— EXERCISE GOAL —
Please edit the rows below by replacing each "segmenter" with "labeling tool", keeping everything else the same. Leave the pictures out of your copy.

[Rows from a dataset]
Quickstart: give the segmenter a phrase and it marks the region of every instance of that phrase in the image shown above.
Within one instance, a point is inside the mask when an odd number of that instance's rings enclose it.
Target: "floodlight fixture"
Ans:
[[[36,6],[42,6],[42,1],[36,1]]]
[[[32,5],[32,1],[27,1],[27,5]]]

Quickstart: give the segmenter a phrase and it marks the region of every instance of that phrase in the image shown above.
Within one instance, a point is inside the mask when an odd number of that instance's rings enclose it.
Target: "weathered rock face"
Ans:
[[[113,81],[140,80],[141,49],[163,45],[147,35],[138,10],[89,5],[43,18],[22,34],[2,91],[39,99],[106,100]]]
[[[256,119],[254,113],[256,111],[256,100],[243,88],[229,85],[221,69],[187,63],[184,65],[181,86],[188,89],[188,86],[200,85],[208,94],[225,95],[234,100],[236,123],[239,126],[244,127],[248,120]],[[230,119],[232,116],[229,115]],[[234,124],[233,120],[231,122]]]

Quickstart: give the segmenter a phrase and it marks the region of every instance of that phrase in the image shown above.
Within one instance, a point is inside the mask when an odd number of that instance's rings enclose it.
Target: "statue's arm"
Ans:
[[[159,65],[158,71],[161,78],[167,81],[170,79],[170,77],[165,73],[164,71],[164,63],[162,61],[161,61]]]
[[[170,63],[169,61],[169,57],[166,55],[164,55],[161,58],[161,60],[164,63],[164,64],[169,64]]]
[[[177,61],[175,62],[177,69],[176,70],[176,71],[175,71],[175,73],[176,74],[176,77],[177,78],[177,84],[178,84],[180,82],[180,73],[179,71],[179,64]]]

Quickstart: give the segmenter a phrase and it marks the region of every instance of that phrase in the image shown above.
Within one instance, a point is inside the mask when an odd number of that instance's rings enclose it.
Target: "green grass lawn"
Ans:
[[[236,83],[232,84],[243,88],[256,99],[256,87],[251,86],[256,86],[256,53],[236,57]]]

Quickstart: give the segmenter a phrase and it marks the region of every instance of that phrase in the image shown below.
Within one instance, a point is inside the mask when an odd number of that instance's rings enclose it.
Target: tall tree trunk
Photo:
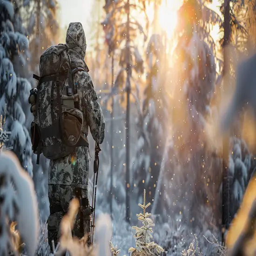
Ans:
[[[230,23],[230,0],[224,0],[223,47],[223,83],[222,93],[229,89],[230,75],[228,47],[230,42],[231,27]],[[226,243],[225,235],[230,222],[229,210],[229,138],[224,137],[222,141],[222,243]]]
[[[111,69],[111,86],[112,88],[114,88],[114,53],[112,53],[112,69]],[[110,214],[111,216],[111,218],[113,218],[112,213],[112,201],[113,195],[112,195],[113,193],[113,166],[114,166],[114,158],[113,158],[113,135],[114,135],[114,96],[111,97],[112,101],[112,111],[111,113],[110,118]]]
[[[126,41],[126,68],[127,78],[126,79],[127,106],[126,106],[126,220],[130,222],[130,94],[131,93],[130,77],[131,76],[131,67],[130,63],[130,0],[127,0],[127,41]]]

— THE ANSWER —
Quickstart: give the labeling tool a phrase and it marks the region of every instance of that phrase in the image shown above.
Within one instance, a point is inside the mask when an odd number of that instance's rings enclose it.
Target: "floodlight fixture"
Ans:
[[[36,6],[42,6],[42,1],[36,1]]]
[[[32,5],[32,1],[27,1],[27,5]]]

Quickstart: give the labeling tool a phrase and it marks the region of every instance of that phrase in the image shown above.
Within one instance, a point is inside the mask when an odd number of that instance's rings enclose it.
Target: "weathered rock face"
Ans:
[[[113,81],[140,80],[141,49],[163,45],[147,35],[138,10],[89,5],[43,18],[22,34],[2,91],[39,99],[106,100]]]
[[[256,119],[254,113],[256,111],[256,100],[243,88],[229,85],[221,69],[187,63],[184,65],[181,86],[188,89],[188,86],[200,85],[208,94],[225,95],[234,100],[236,123],[239,126],[244,127],[248,120]],[[230,119],[232,116],[229,115]],[[234,124],[233,120],[231,122]]]

Quickstart: give the labeling tool a phrase and it marks the region of every instance of that phrase in the image shown above.
Within one instance, a point is inside the mask when an odd number of that instance's rings enclose it.
Target: "statue's arm"
Ans:
[[[159,65],[158,71],[161,78],[167,81],[170,79],[170,77],[165,73],[164,71],[164,63],[162,61],[161,61]]]
[[[170,63],[169,61],[169,57],[166,55],[164,55],[161,58],[161,60],[164,63],[164,64],[169,64]]]
[[[177,61],[175,62],[177,69],[176,70],[176,71],[175,71],[175,73],[176,74],[176,77],[177,78],[177,84],[178,84],[180,82],[180,73],[179,71],[179,64]]]

Quickstart: give the labeling tool a phrase and it marks the region of every instance of that phrase in the image shown above.
Within one instance, a point is inside the mask when an odd number of that instance's rings enclose it.
Target: "green grass lawn"
Ans:
[[[236,83],[232,84],[243,88],[256,99],[256,87],[251,86],[256,86],[256,53],[236,57]]]

Quickstart: give the labeling tool a phrase and it marks the region of every instance of that phrase in the image shown below.
Within one instance, a point is inside the mask when an odd number of that instance's rings enclose it.
Target: tall tree trunk
Photo:
Ans:
[[[230,23],[230,0],[224,0],[223,47],[223,83],[222,93],[229,89],[230,75],[228,47],[230,42],[231,27]],[[226,243],[225,235],[230,222],[229,210],[229,138],[224,137],[222,141],[222,243]]]
[[[111,69],[111,86],[112,88],[114,88],[114,53],[112,53],[112,69]],[[110,214],[111,216],[111,218],[113,218],[112,213],[112,201],[113,195],[112,195],[113,193],[113,166],[114,166],[114,158],[113,158],[113,135],[114,135],[114,96],[111,97],[112,101],[112,111],[111,113],[110,118]]]
[[[126,41],[126,68],[127,78],[126,79],[127,106],[126,106],[126,220],[130,222],[130,94],[131,93],[130,77],[131,76],[131,67],[130,63],[130,0],[127,0],[127,41]]]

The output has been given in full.